• Entries shown:
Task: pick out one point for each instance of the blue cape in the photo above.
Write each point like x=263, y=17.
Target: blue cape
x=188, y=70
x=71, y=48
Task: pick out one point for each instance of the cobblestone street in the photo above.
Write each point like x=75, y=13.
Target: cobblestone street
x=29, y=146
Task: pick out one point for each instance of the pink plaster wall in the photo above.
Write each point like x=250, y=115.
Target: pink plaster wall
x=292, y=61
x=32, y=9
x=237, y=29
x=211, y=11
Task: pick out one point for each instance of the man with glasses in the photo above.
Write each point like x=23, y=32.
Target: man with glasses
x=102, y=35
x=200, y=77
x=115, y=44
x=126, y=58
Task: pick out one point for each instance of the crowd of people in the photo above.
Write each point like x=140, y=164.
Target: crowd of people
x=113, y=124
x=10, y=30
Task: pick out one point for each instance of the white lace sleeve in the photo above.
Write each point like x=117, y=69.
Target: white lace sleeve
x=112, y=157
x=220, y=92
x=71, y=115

• Work request: Every line of the records above needs to be given again exactly.

• Solution:
Task: pick out one point for each instance of the blue cape in the photo above.
Write each point like x=263, y=17.
Target: blue cape
x=188, y=70
x=71, y=48
Task: pick out one point for each instance of the cobblestone street in the photo above.
Write each point like x=75, y=13.
Target: cobblestone street
x=29, y=146
Task: pick out one point for each instance of the pink plaster wall in the photo above.
Write each point like x=250, y=115.
Target: pink plaster wall
x=292, y=61
x=32, y=9
x=237, y=29
x=211, y=11
Task: pick out one point for each instance of the man with glasses in the photo above.
Write each point like x=23, y=32.
Target: man with glasses
x=102, y=35
x=200, y=77
x=115, y=44
x=126, y=58
Task: pick out one point for each instance of the crowd of people in the photo above.
Write each point like x=140, y=164.
Target: crowd of people
x=113, y=124
x=10, y=30
Task: pick out one point for each instance of the white lace sleeve in the photo above.
Write each point like x=117, y=69.
Target: white lace sleeve
x=112, y=157
x=220, y=92
x=71, y=115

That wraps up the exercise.